Город был забит невероятно разросшимися тыловыми учреждениями. Каждый был занят лишь собой и нисколько не беспокоился об общем успехе. Царивший на верхах оптимизм породил индифференцию. Но еще грознее было другое явление. Весь тыл был охвачен враждебным нам крестьянским движением. Карательные отряды, порка и грабежи без суда, расправы, возвращение озлобленных помещиков в свои гнезда – все это создавало тяжелую атмосферу надвигавшейся катастрофы.

Я вернулся с тяжелым сердцем. Кутепова я уже не застал, штаб перешел в Белгород. Но в Харькове меня ожидал новый сюрприз. От снабжения… Полковник Попов уведомил меня, что все заказы следует производить лишь по нарядам и под контролем Главного командования. Все созданное рухнуло, как карточный домик.

Я зашел в штаб дивизии. Два поросшие мхом старика копались в письмах, занимались подсчетом пожертвованных сумм. В полках царила полная растерянность. Приток пополнений прекратился. У офицеров опустились руки.

По пути я встретил Родзянку.

– Что такое случилось? – с недоумением спрашивал он. – Я собрал 250 рублей и понес их вам. В штабе дивизии мне сказали: «Генерала Беляева уже нет, вместо них генерал Болховитинов. А деньги принимаем».

ЗАДАНИЯ К УПРАЖНЕНИЮ:
(a) Сколько денег, по словам Родзянки в отрывке, он собрал?
(b) Выпишите из отрывка текст, начиная со слов «Я зашел в штаб» и заканчивая словами «офицеров опустились руки.».

ИСХОДНЫЕ МАТЕРИАЛЫ:
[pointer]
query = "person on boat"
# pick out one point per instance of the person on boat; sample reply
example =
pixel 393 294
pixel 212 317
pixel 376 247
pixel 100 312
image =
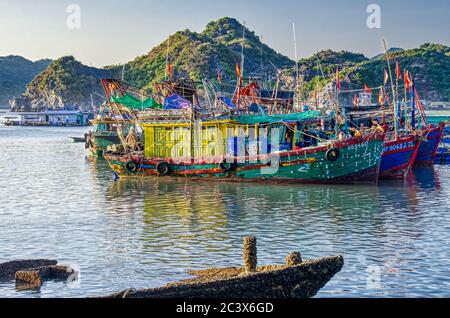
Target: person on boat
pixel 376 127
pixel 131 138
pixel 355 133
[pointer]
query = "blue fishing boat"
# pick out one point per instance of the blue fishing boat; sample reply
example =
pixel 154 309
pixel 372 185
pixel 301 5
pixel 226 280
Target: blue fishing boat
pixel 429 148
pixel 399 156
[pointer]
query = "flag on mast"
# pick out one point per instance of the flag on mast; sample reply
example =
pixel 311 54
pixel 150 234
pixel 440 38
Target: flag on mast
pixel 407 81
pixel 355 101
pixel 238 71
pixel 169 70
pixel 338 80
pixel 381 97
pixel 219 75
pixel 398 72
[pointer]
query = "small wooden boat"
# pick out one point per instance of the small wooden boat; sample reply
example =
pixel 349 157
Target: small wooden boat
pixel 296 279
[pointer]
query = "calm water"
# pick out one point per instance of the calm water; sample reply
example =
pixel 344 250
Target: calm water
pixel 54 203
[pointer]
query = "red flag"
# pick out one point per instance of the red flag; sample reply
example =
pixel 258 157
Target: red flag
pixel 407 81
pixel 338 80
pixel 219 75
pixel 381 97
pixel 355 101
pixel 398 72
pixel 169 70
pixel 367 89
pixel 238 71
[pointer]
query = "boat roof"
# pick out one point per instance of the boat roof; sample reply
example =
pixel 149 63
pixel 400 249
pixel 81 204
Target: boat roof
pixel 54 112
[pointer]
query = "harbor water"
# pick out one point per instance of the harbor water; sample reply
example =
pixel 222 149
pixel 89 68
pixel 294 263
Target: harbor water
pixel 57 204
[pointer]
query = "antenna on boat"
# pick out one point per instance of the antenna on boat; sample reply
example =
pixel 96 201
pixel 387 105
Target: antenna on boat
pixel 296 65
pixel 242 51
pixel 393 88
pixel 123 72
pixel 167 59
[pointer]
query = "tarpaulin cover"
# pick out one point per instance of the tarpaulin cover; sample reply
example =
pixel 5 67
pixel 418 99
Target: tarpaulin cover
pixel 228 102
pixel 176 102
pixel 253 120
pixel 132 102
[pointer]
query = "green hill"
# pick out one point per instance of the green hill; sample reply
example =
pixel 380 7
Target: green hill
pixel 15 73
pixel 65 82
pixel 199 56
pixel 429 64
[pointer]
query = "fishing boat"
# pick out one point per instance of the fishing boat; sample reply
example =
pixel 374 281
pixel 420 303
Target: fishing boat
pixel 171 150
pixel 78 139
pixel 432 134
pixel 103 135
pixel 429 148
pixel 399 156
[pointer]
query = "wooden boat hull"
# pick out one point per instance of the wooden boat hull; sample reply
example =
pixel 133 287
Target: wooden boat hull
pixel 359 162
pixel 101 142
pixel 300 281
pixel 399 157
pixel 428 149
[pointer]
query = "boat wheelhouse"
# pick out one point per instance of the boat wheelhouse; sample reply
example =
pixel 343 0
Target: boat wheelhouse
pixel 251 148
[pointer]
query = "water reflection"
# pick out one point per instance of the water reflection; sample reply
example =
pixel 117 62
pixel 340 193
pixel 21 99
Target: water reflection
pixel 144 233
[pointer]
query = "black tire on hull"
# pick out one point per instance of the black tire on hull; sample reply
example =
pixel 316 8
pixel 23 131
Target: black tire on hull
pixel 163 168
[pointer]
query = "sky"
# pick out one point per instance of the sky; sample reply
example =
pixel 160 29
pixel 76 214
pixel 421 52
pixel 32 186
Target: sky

ОТВЕТЫ ПО ПОРЯДКУ:
(a) 250 рублей.

(b)
Я зашел в штаб дивизии. Два поросшие мхом старика копались в письмах, занимались подсчетом пожертвованных сумм. В полках царила полная растерянность. Приток пополнений прекратился. У офицеров опустились руки.